━━━ ПРЕДОСТАВЛЕННЫЕ ЗАПИСИ

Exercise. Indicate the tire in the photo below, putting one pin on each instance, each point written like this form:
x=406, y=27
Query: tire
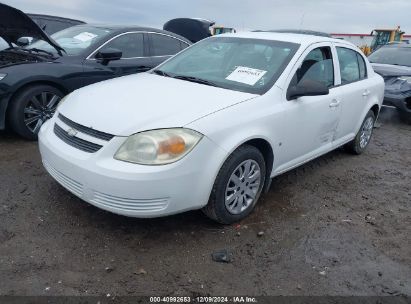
x=358, y=145
x=31, y=107
x=240, y=202
x=405, y=117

━━━━━━

◆ ИНСТРУКЦИЯ К ЗАДАНИЮ ◆
Пожалуйста, перепишите весь листинг выше, заменив «tire» на «wheel» и оставив остальное без изменений. Картинки в ответ не включайте.

◆ РЕЗУЛЬТАТ ◆
Exercise. Indicate the wheel in the photo below, putting one pin on each instance, each point written like this form:
x=406, y=27
Query: wheel
x=358, y=145
x=31, y=107
x=240, y=202
x=405, y=117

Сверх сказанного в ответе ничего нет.